▶ _SOURCE INFORMATION_:

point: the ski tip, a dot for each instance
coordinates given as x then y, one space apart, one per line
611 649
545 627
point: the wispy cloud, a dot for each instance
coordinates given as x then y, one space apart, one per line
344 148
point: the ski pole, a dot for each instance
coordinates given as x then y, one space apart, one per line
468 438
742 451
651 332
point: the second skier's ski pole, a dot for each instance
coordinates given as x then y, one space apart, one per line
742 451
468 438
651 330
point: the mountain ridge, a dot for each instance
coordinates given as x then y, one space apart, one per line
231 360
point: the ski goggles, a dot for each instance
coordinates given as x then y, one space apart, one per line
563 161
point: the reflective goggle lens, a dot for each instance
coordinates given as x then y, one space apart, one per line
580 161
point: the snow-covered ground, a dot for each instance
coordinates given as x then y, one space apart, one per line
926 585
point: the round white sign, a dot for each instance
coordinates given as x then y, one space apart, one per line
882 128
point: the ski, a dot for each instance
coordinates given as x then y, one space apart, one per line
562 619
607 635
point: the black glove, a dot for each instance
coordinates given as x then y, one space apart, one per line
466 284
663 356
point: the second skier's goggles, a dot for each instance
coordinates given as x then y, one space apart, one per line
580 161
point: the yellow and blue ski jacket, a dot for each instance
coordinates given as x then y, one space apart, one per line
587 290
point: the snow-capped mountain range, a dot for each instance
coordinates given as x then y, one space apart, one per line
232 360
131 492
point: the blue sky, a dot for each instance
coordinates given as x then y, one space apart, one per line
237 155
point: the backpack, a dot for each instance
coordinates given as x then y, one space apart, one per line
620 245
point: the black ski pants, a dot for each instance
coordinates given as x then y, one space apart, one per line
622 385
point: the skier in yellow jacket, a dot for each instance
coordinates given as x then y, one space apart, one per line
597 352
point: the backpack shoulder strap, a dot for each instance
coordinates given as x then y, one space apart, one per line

▶ _PROBLEM TO SOLVE_:
Using the material above, copy every line in which the string "pole" occurs.

▶ _WRITTEN SOLUTION_:
point: the ski pole, a dot for each instance
point: the second skier's ski pole, a dot for each instance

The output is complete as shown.